▶ TEXT UNDER STUDY:
Great sex life not only makes a woman feel good but contributes to her physical and mental health. Experts in this area offer insight as to how a woman can make this happen more easily and regularly.
1. Know What You Need—and Let Your Partner Know
New York City psychotherapist Ian Kerner suggests a woman first know what she wants, and have the boldness to articulate that to her man. This includes not only physical positions, but fantasies, dreams, and even conversations that you find arousing. Harvard Medical School recommends reading aloud arousing stories or literature to make communication easier and sex life happier.
2. Get Focused – Even for A Healthy Sex Life
According to Dr. Lori Brotto at the University of British Columbia, “Our brains get very good at being in many different places at once, and it turns out that that’s actually really bad for sex.”
She continues, “Sex requires concentration and attentional mechanisms, and so unless women are deliberately paying attention to the present moment, their mind will continue to do what it does in much of the rest of their day, which is move.” She further notes that distraction during sex can make it hard to climax.
3. Choose the Right Setting
Ani Chen, an Oakland, California licensed marriage therapist, says that women should “choose environments that you feel safe and stimulated.” She says that women should pick quiet environments with all cell phones off, doors locked, and music or other sense-arousing elements in play.”
Imagine adorning your room with candles and soft lighting with sensual music in the background. You are dressed in silky lingerie and slowly sipping a glass of red wine, savouring the sweet and rich taste with your tongue…you get the drift!
4. Be Fine with Your Body
Duke Medical School lecturer Laurie J. Watson says that women have to feel good about their bodies. She notes that it’s important for women to feel good about how they look and feel, and that includes things such as weight, height, and other body aspects.
She says that dissatisfaction with one’s own body, especially if accompanied by negative thoughts, can dampen the desire for sex and affect sex life in the long run. She encourages women to cultivate a good self-image and believe their partners when they say they find them attractive.
5. Feel Confident in Your Relationship
It’s intuitive that a stronger relationship, with partners confident in it, will lead to better sex. Interestingly, enough, the reverse is also true: good sex will make you more confident in the relationship: the two forms a virtuous cycle. This comes from a joint study conducted by researchers at York University, University of Lausanne, and the Université de Fribourg.

▶ PROMPT 1: In the article on women's sex life, at which university does Dr. Lori Brotto work?
▶ PROMPT 2: Reproduce the stretch of the article on women's sex life from "3. Choose the" through "get the drift!".

▶ EXTRACTED INFORMATION:
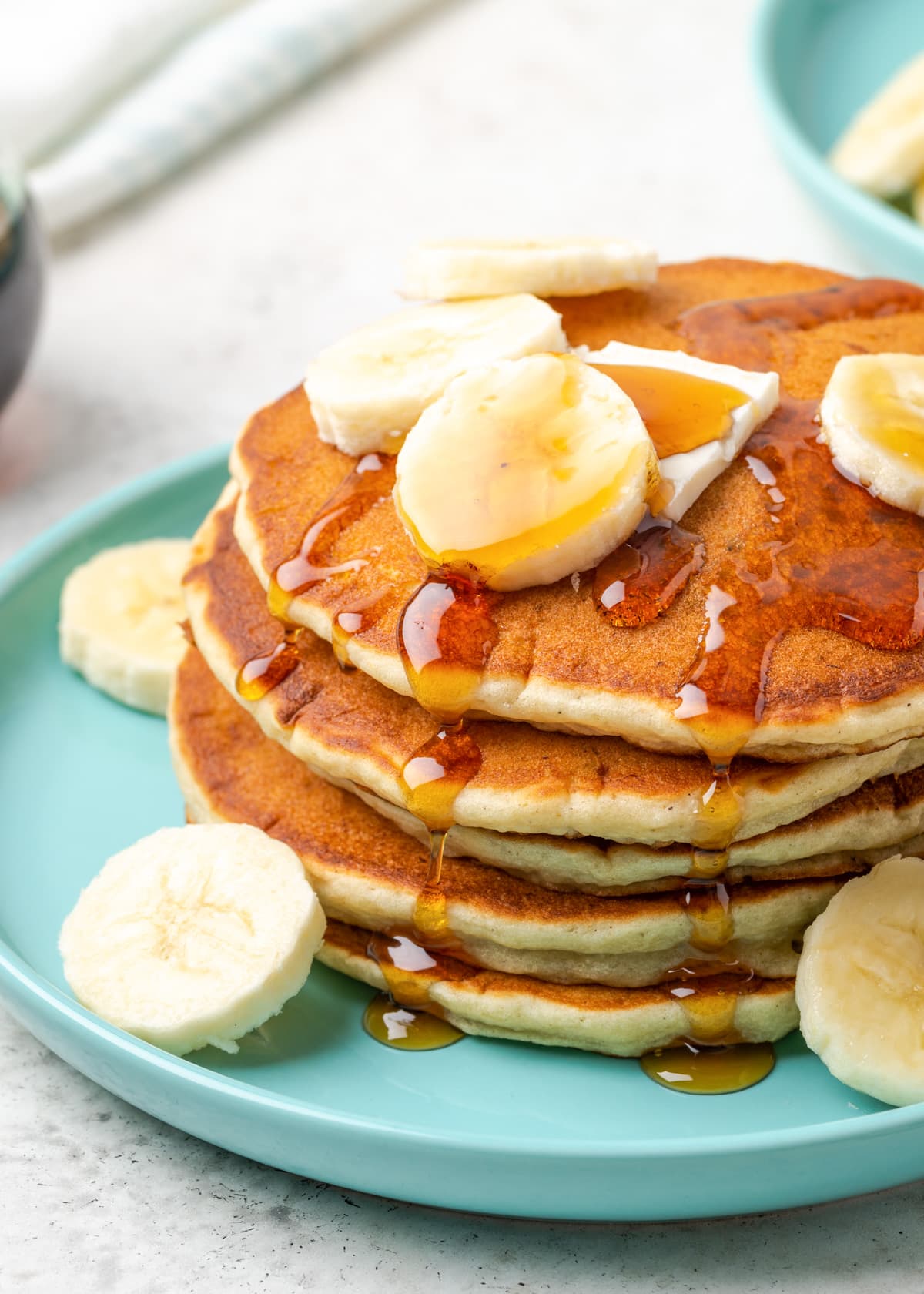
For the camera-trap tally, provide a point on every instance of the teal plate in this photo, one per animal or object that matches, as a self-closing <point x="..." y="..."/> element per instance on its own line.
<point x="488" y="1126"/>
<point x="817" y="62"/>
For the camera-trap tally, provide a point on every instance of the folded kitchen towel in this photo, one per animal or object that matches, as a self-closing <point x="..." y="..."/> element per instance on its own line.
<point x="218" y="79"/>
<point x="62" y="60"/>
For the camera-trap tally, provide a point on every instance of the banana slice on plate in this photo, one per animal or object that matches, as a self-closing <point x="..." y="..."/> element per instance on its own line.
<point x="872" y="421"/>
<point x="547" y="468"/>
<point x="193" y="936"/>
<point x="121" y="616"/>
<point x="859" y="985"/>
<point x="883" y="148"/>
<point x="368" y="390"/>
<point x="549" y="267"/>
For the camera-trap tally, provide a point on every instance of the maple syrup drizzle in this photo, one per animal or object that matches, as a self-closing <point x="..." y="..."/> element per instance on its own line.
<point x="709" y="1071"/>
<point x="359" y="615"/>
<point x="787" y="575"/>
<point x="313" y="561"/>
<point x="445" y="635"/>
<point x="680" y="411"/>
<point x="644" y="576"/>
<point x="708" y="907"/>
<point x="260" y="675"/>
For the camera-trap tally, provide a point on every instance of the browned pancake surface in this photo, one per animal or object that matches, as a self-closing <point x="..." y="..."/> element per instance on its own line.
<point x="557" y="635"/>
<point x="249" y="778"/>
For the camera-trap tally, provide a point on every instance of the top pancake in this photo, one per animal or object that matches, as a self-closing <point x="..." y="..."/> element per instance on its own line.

▶ WRITTEN ANSWER 1: The University of British Columbia.

▶ WRITTEN ANSWER 2:
3. Choose the Right Setting
Ani Chen, an Oakland, California licensed marriage therapist, says that women should “choose environments that you feel safe and stimulated.” She says that women should pick quiet environments with all cell phones off, doors locked, and music or other sense-arousing elements in play.”
Imagine adorning your room with candles and soft lighting with sensual music in the background. You are dressed in silky lingerie and slowly sipping a glass of red wine, savouring the sweet and rich taste with your tongue…you get the drift!